PROBLEM DETAILS: Count the rows below that contain the word "palm", and give only that number.

::::::::::

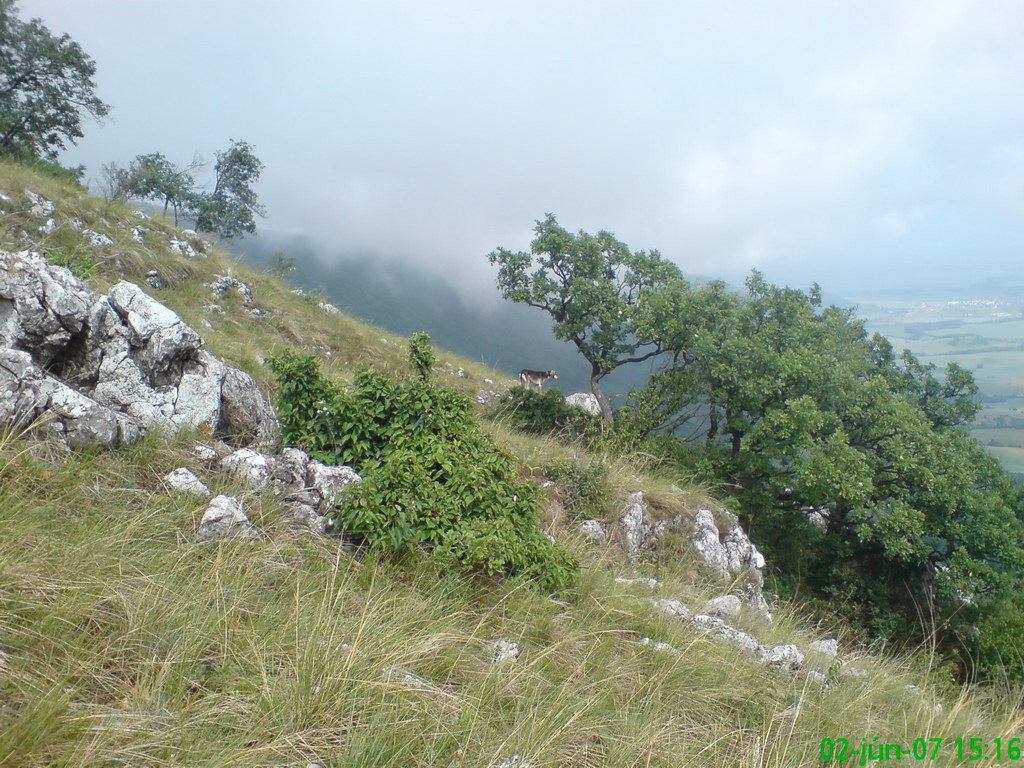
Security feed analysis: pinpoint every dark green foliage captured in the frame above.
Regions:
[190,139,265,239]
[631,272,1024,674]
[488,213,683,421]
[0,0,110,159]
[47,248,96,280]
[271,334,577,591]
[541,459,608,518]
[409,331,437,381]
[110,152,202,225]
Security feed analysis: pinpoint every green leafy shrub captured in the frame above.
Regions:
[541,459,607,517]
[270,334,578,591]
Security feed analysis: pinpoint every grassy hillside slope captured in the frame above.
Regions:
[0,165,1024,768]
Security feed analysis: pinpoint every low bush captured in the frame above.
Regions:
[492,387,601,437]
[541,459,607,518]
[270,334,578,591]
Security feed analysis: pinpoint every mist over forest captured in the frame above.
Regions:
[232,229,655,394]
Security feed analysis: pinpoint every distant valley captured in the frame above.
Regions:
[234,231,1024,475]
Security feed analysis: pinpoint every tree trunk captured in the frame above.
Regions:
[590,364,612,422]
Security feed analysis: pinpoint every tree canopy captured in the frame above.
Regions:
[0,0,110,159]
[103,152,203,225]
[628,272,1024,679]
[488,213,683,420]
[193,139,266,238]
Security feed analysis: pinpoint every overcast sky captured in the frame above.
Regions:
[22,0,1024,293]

::::::::::

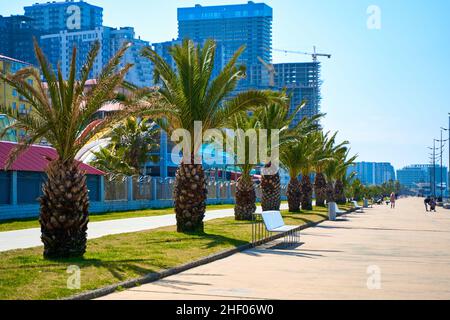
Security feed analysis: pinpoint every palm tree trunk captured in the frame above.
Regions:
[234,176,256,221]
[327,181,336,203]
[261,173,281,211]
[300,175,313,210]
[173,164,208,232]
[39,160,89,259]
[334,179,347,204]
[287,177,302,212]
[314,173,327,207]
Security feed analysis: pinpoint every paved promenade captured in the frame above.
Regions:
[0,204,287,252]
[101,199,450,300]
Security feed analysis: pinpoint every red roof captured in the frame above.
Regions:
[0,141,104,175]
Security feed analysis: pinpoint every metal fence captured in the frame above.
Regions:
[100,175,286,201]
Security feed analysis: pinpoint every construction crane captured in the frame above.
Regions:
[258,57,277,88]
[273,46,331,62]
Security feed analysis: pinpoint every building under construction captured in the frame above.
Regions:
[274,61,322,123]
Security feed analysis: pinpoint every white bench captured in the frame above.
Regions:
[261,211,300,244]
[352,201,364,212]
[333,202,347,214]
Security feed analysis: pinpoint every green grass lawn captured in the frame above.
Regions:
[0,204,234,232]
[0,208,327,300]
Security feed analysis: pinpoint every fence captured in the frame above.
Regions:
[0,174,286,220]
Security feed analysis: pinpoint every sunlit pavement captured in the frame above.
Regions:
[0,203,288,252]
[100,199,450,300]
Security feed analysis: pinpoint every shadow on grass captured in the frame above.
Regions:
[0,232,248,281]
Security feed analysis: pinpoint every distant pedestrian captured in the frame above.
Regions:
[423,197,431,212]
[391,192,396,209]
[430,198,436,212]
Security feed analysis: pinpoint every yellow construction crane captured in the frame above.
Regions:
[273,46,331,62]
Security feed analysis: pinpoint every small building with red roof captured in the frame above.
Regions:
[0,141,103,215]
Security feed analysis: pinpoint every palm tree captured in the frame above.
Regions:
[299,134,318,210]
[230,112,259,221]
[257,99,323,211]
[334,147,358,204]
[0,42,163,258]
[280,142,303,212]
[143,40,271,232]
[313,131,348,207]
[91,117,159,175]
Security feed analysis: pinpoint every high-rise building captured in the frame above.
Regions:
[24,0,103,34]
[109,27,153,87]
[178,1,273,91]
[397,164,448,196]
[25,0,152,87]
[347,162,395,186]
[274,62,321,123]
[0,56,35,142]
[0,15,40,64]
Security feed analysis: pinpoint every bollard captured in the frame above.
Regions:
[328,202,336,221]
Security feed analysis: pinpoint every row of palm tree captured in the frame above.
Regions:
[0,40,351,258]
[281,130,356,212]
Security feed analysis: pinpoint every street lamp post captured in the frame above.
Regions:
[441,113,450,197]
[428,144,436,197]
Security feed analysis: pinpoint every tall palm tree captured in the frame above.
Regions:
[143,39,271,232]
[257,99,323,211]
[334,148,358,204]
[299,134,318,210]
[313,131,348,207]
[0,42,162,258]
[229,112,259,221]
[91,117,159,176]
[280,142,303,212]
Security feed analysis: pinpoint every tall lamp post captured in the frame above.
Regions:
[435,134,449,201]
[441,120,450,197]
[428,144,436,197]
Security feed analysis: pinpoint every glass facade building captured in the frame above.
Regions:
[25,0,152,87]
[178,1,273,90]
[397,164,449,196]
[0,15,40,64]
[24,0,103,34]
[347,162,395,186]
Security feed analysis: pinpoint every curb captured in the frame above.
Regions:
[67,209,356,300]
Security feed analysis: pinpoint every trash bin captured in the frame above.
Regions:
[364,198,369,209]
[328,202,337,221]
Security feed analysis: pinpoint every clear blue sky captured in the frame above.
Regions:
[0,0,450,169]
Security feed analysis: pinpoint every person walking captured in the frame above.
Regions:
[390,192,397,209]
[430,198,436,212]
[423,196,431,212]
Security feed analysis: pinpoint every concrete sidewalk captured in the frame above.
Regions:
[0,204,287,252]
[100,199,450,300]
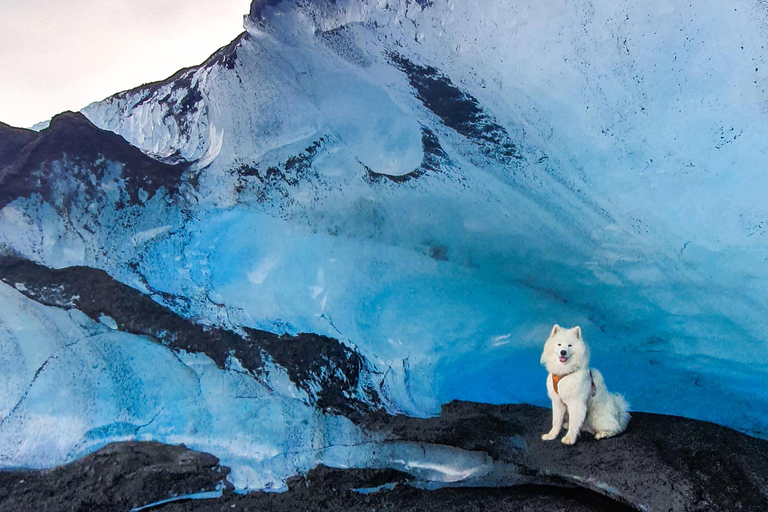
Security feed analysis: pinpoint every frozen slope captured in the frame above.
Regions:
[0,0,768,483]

::::::::::

SOLUTION: 4